# Tasks to complete:
[1] Reproduce the passage from the court opinion excerpt starting at "Nor do I pass" and ending at "in the last.".
[2] According to the court opinion excerpt, for how long did the plaintiff say he was chained hand and foot to a bed at the prison hospital?
--- Document excerpt ---
Nor do I pass on whether constitutional requirements will be satisfied by the construction of the proposed new yard facility and the establishment of a firm policy of offering two hours of weekly outdoor recreation to all adjustment center residents, including those confined for extended periods. It is doubtful that courts could agree on the precise length and frequency of outdoor recreation required by the Constitution for disciplinary terms of various lengths and circumstances. Wisdom therefore dictates that I do no more at this time than declare that the plaintiff’s rights have been violated. Further resolution of the matter is best entrusted to the good faith arid discretion of the prison officials in the first instance, and, if need be, to future litigation in the last.

. The most extraordinary of the plaintiffs claims relates not to the conditions at the adjustment center but to conditions allegedly imposed upon him when he was transferred to the prison hospital for a short time after he made attempts at self-mutilation. The plaintiff testified that he was taken to the hospital, stripped naked, chained hand and foot to a bed for a period of 36 hours and forced to take a powerful tranquilizing drug. Several important aspects of this occurrence were left uncertain by the plaintiff’s testimony, and with the exception of the testimony of a doctor who remembered few of the pertinent details, no other evidence of the crucial features of this incident was introduced. Moreover, the plaintiff failed to prove' a significant connection between the alleged incident and the acts or omissions of the two defendants. Apparently, the prison officials primarily involved were a psychiatrist and a captain, neither of whom was named as a defendant or called as a witness.

. I do not consider whether the restrictions on access to legal material may have been questionable under Johnson v. Avery, 393 U.S. 483, 89 S.Ct. 747, 21 L.Ed.2d 718 (1969), because the plaintiff only testified that he was allowed to keep the two law books which he had.

. No purpose will be served by a discussion of the relevant cases which necessarily turn upon the particular set of circumstances involved. I am satisfied that the conclusion which I reach concerning the plaintiff’s Eighth Amendment claim is in harmony with the reasoning of the most important cases. See, e. g., Kirby v. Blackledge, 530 F.2d 583 (4th Cir. 1976); Sweet v. South Carolina Dept. of Corr., 529 F.2d 854 (4th Cir. 1975); Sostre v. McGinnis, 442 F.2d 178 (2nd Cir. 1971); Spain v. Procunier, 408 F.Supp. 534 (D.C.N.D.Cal. 1976); Jordan v. Arnold, 408 F.Supp. 869 (D.C.M.D.Pa.1976); Johnson v. Anderson, 370 F.Supp. 1373 (D.C.Del. 1974); Krist v. Smith, 309 F.Supp. 497 (D.C.S.D.Ga.1970), aff’d 439 F.2d 146 (5th Cir. 1971). Cf. Rhem v. Malcolm, 389 F.Supp. 964 (D.C.S.D.N.Y.1975), aff’d 527 F.2d 1041 (2nd Cir. 1975); Craig v. Docker, 405 F.Supp. 656 (D.C.Nev.1975). But cf. Pinkston v. Bensinger, 359 F.Supp. 95 (D.C.N.D.Ill.1970).
--- Supplied material ---
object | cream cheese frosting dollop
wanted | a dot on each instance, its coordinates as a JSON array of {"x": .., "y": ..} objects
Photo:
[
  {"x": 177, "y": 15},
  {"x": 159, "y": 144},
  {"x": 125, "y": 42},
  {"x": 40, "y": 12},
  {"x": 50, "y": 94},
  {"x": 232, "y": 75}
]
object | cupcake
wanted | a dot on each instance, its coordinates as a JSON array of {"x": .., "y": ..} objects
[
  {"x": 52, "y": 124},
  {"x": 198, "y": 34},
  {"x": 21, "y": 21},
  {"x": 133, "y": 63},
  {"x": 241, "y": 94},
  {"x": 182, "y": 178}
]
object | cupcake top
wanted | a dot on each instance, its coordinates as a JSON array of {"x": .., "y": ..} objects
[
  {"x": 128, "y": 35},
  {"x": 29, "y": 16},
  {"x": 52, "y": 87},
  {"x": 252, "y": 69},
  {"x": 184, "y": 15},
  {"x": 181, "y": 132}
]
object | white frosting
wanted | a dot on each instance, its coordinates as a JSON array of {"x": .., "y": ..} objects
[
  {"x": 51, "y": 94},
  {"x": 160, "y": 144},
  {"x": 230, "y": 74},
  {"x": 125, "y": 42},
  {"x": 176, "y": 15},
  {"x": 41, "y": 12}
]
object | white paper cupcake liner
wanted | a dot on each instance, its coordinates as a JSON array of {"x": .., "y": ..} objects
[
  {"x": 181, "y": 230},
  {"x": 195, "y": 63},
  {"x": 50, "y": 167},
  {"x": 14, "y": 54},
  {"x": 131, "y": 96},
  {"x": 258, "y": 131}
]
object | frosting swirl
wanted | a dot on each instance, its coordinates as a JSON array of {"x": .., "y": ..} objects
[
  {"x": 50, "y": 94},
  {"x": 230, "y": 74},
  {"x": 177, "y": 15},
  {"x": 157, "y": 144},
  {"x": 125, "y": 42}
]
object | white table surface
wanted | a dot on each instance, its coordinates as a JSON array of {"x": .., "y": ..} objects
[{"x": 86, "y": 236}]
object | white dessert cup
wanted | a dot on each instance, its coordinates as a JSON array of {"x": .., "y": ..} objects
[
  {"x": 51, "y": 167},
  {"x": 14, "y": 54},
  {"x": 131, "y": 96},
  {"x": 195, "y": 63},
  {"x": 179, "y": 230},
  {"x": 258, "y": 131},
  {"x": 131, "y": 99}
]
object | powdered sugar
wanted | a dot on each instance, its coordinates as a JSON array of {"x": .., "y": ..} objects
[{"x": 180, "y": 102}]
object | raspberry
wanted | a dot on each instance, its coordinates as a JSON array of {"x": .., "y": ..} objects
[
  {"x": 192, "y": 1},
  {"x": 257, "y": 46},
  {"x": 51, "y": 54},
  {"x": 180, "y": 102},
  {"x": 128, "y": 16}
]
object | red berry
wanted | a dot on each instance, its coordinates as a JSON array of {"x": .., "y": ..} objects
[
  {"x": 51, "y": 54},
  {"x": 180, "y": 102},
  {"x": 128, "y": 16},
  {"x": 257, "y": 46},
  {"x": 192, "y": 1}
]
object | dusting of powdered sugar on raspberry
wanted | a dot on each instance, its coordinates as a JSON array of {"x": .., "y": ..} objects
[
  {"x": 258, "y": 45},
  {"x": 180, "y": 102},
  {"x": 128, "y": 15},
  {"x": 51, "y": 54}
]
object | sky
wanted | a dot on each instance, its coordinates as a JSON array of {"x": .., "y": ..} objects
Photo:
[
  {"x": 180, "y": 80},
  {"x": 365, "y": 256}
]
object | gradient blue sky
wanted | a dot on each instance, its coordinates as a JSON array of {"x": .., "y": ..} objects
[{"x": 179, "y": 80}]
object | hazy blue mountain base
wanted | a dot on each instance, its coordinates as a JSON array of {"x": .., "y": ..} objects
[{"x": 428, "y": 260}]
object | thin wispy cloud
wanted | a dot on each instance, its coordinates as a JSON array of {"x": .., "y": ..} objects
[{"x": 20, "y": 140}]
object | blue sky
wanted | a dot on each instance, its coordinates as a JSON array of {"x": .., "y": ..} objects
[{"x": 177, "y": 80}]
---
# Answers in order:
[1]
Nor do I pass on whether constitutional requirements will be satisfied by the construction of the proposed new yard facility and the establishment of a firm policy of offering two hours of weekly outdoor recreation to all adjustment center residents, including those confined for extended periods. It is doubtful that courts could agree on the precise length and frequency of outdoor recreation required by the Constitution for disciplinary terms of various lengths and circumstances. Wisdom therefore dictates that I do no more at this time than declare that the plaintiff’s rights have been violated. Further resolution of the matter is best entrusted to the good faith arid discretion of the prison officials in the first instance, and, if need be, to future litigation in the last.

[2] 36 hours.